* begin Input material *

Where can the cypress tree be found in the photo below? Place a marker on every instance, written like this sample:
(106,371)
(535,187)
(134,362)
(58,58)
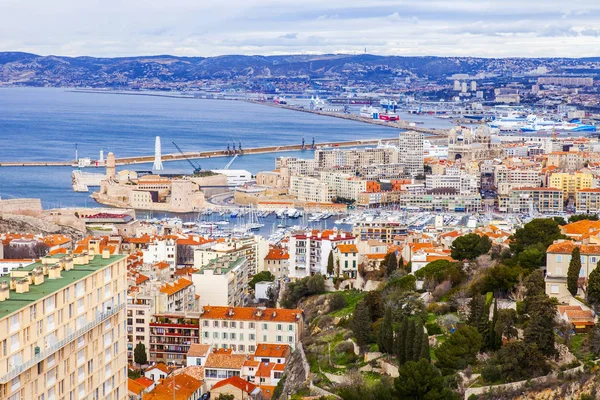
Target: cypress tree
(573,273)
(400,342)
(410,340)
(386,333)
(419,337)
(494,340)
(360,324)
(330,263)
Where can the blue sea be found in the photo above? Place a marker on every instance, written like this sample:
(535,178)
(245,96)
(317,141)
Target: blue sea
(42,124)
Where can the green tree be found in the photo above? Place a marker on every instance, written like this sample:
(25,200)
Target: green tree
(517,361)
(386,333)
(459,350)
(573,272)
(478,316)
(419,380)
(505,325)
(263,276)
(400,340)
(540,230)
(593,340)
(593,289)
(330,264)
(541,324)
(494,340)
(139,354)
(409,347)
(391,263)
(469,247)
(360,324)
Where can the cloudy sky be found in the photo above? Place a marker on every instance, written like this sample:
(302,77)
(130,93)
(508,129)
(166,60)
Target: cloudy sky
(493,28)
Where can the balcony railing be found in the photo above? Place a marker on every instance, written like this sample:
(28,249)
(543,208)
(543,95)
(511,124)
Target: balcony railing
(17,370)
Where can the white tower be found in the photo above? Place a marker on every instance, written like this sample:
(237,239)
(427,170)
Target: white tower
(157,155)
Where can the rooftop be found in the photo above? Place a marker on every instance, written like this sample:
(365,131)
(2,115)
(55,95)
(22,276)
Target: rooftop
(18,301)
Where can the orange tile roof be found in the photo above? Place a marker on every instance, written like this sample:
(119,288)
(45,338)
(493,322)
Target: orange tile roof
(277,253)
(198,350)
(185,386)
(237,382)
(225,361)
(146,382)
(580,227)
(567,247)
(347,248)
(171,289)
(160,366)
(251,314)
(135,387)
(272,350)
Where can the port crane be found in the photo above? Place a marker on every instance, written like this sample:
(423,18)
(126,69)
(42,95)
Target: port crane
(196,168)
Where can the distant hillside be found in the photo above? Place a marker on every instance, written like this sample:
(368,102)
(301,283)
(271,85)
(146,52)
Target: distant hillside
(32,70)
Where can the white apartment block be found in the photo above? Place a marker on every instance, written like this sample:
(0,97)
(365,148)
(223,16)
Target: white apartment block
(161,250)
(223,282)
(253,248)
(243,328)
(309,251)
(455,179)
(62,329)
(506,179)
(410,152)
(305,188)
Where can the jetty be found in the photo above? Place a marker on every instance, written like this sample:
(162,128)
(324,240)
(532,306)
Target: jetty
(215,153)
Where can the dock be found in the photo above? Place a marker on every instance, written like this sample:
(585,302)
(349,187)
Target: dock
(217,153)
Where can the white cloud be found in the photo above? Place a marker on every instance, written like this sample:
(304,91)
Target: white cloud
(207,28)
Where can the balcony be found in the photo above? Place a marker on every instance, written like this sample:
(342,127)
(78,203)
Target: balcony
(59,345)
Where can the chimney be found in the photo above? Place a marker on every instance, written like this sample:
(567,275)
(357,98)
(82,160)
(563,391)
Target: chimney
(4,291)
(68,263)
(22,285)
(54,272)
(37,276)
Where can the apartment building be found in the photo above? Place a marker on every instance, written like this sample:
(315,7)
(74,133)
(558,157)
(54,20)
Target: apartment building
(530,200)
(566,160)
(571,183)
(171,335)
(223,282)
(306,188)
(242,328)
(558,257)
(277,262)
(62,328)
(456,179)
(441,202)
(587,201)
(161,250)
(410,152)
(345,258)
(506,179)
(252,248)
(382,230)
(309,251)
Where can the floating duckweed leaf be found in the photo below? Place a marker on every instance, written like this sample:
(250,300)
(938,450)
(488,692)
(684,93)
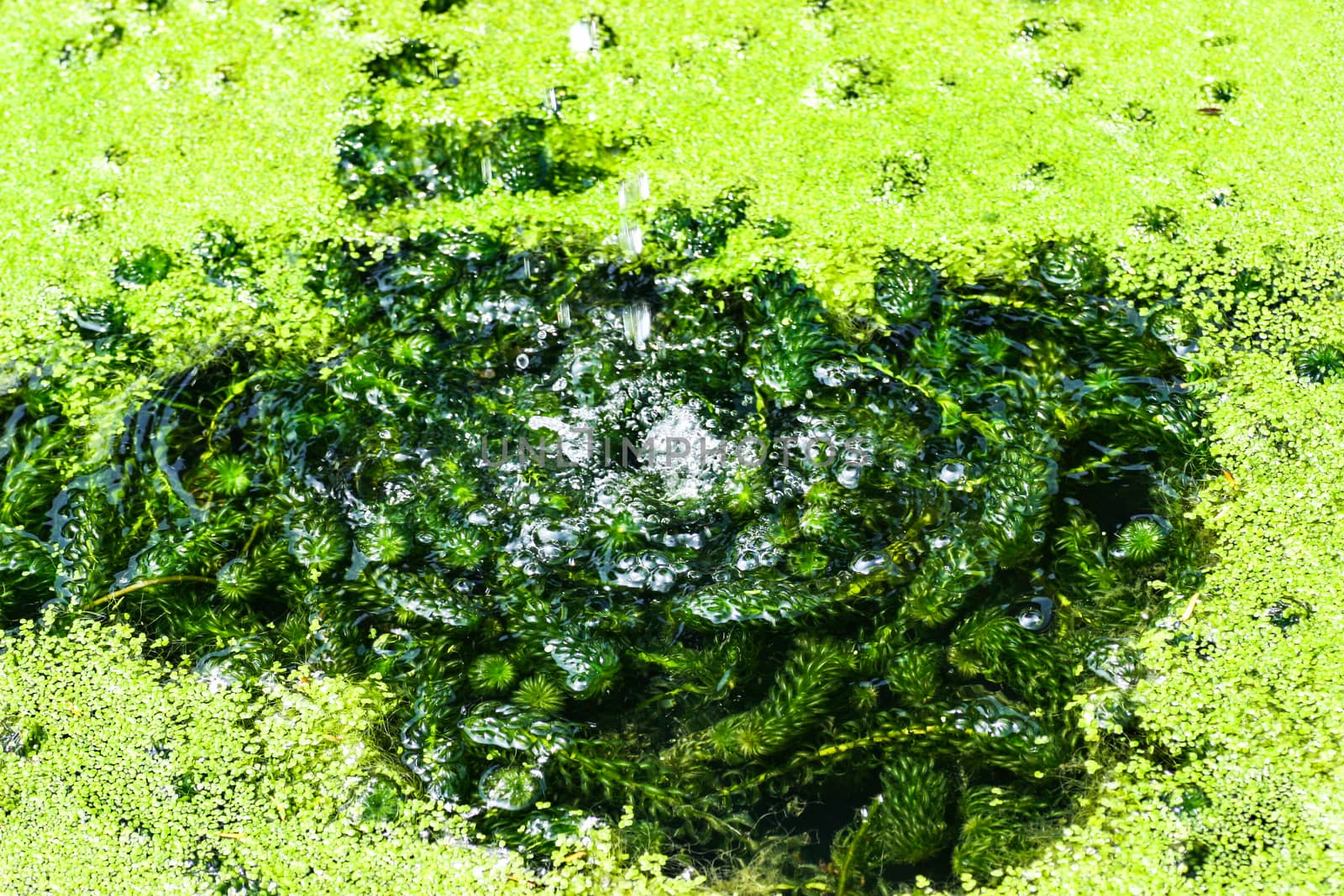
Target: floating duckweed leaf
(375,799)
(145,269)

* end Input material *

* **What you have to do**
Pictures are excluded; repeat every record exactly.

* **Written answer**
Where can the cypress tree be found in the photo below? Place a marker on every instance, written like this sample:
(106,371)
(535,187)
(134,362)
(58,58)
Target: cypress tree
(573,273)
(400,342)
(410,340)
(386,333)
(419,337)
(494,340)
(360,324)
(330,263)
Where can the blue sea be found in the photo above? Place a marker on every instance, written like this sample:
(535,178)
(245,96)
(317,141)
Target: blue sea
(42,124)
Where can the green tree be found in the photo above? Place a marker on every instance, written like this sample:
(25,200)
Target: green tree
(517,361)
(386,333)
(459,350)
(573,272)
(478,316)
(419,380)
(505,325)
(263,276)
(400,340)
(540,230)
(593,340)
(593,289)
(330,264)
(541,324)
(494,340)
(139,354)
(409,347)
(391,263)
(469,247)
(360,324)
Where can the cloudy sky be found in the photo above? Place a marker on every instance, written like this sample:
(302,77)
(130,93)
(508,129)
(166,60)
Target: cloudy sky
(493,28)
Where can the balcony railing be found in the photo above? Place a marker on every instance, written like this sample:
(28,249)
(543,208)
(543,95)
(511,124)
Target: balcony railing
(17,370)
Where can the white tower be found in the photo above? Place a marker on every instance, written like this sample:
(237,239)
(427,170)
Target: white tower
(157,155)
Where can the rooftop be found in the photo above? Place a marker on every instance, written like this sample:
(365,131)
(2,115)
(55,95)
(22,276)
Target: rooftop
(18,301)
Where can the orange tile roof be found in the photo above? Place a marker on every instance, written like this sample:
(119,288)
(45,338)
(493,322)
Target: orange tile roof
(277,253)
(198,350)
(185,386)
(237,382)
(225,361)
(146,382)
(580,227)
(567,247)
(347,248)
(171,289)
(160,366)
(251,314)
(135,387)
(272,350)
Where can the port crane be found in the photo above? Place a marker on every instance, written like this sample:
(423,18)
(126,69)
(42,95)
Target: port crane
(196,168)
Where can the distant hillside be found in the photo above? Place a marker on every instance, written like this sample:
(368,102)
(301,283)
(271,85)
(146,52)
Target: distant hillside
(32,70)
Where can the white apartment block be found in the photo above? Place a marker on every instance, written like this sample:
(0,97)
(365,148)
(223,16)
Target: white apartment block
(161,250)
(223,282)
(253,248)
(243,328)
(309,251)
(455,179)
(62,329)
(506,179)
(410,152)
(305,188)
Where can the jetty be found in the photo above? Place a marker on every instance, written like this sample:
(162,128)
(324,240)
(532,306)
Target: jetty
(215,153)
Where can the dock be found in the photo above? Place a marker on every instance, written like this sample:
(585,302)
(349,187)
Target: dock
(217,153)
Where can the white cloud be found in the photo above? Place a marker on every instance, written like this sample:
(304,91)
Target: white cloud
(207,28)
Where can the balcony be found in the photo above? Place a marker on every instance, written like this sample:
(342,127)
(78,203)
Target: balcony
(59,345)
Where can the chimney be found in the photo above? Place a marker on every instance, written like this sample:
(567,275)
(357,98)
(82,160)
(563,391)
Target: chimney
(4,291)
(68,263)
(22,285)
(54,272)
(37,276)
Where can the apartment building be found in the photo above? Place a marker on every instance, written like this sample:
(315,7)
(74,133)
(558,157)
(54,20)
Target: apartment building
(530,200)
(566,160)
(571,183)
(171,335)
(223,282)
(306,188)
(242,328)
(558,257)
(277,262)
(62,328)
(456,179)
(441,202)
(587,201)
(161,250)
(410,152)
(345,258)
(506,179)
(252,248)
(382,230)
(309,251)
Where can the floating duckweed leaf be found in the photo below? Place a marker on every instance, written like this sample:
(250,300)
(938,450)
(488,692)
(684,93)
Target: floating duckweed leaf
(375,799)
(145,269)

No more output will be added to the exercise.